+++ Passage for review +++
Comedian Reiser still ‘mad’ about the girl from Pittsburgh

Comedian Reiser still ‘mad’ about the girl from Pittsburgh

Paul Reiser	Photo courtesy of Nicole Greene
Paul Reiser Photo courtesy of Nicole Greene

Pittsburgh in the early 1980s had about as much in common with Hollywood as Kansas had with Oz, but the Steel City nonetheless had a profound effect on the life of Paul Reiser, a budding young comedian who would go on to star in movies and on television.

It was here that two brothers operating an unassuming comedy club on Route 51 decided to play shadchan and make Reiser a shidduch with a nice Jewish girl from Pittsburgh.

That’s right.

Reiser, who is known for the critically acclaimed NBC series “Mad About You” as well as his stand-up, will bring his keen observational wit to the Carnegie of Homestead Music Hall in Munhall on Friday, Feb. 19.
+++ Source material +++
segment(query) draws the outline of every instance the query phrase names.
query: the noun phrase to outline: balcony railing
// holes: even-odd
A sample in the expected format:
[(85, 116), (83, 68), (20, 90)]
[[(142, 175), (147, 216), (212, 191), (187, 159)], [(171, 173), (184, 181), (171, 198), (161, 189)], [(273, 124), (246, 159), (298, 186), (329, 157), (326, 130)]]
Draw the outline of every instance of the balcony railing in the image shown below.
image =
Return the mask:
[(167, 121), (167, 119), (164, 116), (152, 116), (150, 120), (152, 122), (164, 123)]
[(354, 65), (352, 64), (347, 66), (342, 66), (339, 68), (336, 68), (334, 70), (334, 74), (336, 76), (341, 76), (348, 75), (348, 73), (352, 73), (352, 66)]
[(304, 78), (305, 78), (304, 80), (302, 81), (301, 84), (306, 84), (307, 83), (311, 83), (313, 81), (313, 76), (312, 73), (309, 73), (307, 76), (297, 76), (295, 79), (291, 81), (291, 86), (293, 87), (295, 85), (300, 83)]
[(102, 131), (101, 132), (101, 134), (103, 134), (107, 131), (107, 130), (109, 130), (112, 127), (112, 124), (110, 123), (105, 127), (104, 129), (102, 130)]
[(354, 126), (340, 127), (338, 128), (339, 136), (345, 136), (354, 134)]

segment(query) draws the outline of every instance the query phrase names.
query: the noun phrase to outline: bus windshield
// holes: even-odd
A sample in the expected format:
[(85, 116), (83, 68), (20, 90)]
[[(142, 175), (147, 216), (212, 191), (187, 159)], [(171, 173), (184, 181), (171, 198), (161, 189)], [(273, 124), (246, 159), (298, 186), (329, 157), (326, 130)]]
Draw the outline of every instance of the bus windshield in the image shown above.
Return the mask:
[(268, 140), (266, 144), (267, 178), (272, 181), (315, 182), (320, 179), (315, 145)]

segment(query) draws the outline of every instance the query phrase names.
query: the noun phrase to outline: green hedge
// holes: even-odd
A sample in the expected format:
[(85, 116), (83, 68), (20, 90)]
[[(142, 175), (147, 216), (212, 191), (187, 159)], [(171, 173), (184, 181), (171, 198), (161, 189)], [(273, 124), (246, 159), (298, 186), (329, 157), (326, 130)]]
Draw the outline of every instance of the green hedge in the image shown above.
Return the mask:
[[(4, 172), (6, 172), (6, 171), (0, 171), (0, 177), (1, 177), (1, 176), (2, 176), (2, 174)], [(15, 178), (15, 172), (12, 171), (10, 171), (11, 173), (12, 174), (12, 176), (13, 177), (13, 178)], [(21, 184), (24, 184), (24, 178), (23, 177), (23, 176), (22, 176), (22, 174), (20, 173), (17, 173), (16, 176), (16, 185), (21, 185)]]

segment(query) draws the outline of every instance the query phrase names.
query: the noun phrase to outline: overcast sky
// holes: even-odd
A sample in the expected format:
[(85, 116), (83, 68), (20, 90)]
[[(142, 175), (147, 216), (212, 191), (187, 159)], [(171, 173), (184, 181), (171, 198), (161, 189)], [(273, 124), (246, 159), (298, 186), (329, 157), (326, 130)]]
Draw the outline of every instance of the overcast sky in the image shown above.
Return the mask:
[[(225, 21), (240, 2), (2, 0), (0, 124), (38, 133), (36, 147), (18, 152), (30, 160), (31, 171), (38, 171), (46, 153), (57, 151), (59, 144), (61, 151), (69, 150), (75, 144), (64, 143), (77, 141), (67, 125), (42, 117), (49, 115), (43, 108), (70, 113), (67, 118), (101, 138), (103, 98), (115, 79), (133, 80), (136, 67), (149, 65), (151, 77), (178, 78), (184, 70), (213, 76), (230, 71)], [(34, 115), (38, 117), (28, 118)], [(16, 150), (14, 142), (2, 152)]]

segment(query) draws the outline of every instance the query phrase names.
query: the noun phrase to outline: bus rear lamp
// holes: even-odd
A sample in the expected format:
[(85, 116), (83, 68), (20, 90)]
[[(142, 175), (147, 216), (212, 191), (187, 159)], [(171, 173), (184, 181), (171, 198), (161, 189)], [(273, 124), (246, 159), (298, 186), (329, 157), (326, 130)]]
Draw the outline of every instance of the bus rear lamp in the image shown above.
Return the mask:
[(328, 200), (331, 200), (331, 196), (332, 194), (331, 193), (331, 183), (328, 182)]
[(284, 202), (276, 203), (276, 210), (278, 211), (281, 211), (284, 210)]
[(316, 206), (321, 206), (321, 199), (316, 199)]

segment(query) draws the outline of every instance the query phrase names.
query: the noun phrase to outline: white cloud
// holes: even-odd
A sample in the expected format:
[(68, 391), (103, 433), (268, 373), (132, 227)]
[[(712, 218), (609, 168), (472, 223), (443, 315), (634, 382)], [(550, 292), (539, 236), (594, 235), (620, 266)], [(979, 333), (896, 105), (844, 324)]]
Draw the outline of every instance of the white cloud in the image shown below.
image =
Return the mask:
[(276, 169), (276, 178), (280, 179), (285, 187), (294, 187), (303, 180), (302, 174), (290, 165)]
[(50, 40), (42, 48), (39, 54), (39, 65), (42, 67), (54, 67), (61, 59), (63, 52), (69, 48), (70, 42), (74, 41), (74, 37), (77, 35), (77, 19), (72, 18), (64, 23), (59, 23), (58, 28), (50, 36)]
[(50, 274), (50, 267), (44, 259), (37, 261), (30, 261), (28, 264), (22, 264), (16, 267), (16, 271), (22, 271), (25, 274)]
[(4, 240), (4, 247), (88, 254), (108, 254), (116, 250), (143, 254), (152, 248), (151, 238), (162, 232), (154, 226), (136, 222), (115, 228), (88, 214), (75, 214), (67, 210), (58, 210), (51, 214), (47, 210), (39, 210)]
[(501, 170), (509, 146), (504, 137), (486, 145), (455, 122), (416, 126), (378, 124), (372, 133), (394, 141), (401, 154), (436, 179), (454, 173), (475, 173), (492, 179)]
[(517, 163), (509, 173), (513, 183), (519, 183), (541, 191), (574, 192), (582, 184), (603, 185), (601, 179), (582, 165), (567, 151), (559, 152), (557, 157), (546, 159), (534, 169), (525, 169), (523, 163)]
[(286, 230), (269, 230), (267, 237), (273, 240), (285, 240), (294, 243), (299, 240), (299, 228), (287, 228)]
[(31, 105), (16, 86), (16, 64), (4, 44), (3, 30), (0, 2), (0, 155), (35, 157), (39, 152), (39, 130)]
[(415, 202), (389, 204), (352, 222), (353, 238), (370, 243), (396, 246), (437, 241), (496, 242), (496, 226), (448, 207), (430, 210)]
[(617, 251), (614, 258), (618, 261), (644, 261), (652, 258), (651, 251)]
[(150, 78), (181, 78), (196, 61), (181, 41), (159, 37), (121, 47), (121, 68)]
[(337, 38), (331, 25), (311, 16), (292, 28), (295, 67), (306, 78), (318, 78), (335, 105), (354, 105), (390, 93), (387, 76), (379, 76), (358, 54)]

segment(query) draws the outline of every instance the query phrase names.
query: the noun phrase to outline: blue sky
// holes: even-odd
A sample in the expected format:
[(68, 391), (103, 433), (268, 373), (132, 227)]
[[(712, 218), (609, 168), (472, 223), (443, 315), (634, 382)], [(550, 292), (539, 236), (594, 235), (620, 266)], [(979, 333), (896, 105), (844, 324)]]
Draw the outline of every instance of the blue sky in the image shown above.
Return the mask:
+++
▸ **Instructions for the task**: Please carry on the Paul Reiser article from its final sentence, keeping its tone and subject.

▸ **Result of this task**:
It is because of that life-changing shidduch, Reiser said, that he will always have a warm place in his heart for Pittsburgh.

“It’s a crazy story,” recounted Reiser, speaking from his home in Los Angeles. “I was performing in this dirty little club on Route 51 [the Funny Bone]. It was next to a metal works plant, with a tire repair shop on the other side. It was the opposite of show business. It was owned by these two brothers in their 20s who picked me up themselves from the airport.”

It was on that ride from the airport to the club that the brothers started in on Reiser.

“I was 26 years old,” Reiser said, “and they started telling me they had lots of cute waitresses that worked at the club. They said, ‘There is one in particular. You’ll like her. She’s earthy.’

“I didn’t know what that meant,” he said. “Does she smell of soil? I thought it was weird. But unbeknownst to me, they had told her, ‘You’re going to like this young comic we have coming in.’ They were making a shidduch.”

The waitress, Paula Ravets from the South Hills, was working at the club putting herself through college. Although she was not on shift that first night, she came to work the second night that Reiser was performing, and she introduced herself to him.

“She was beautiful,” Reiser said. “It’s worked out well.”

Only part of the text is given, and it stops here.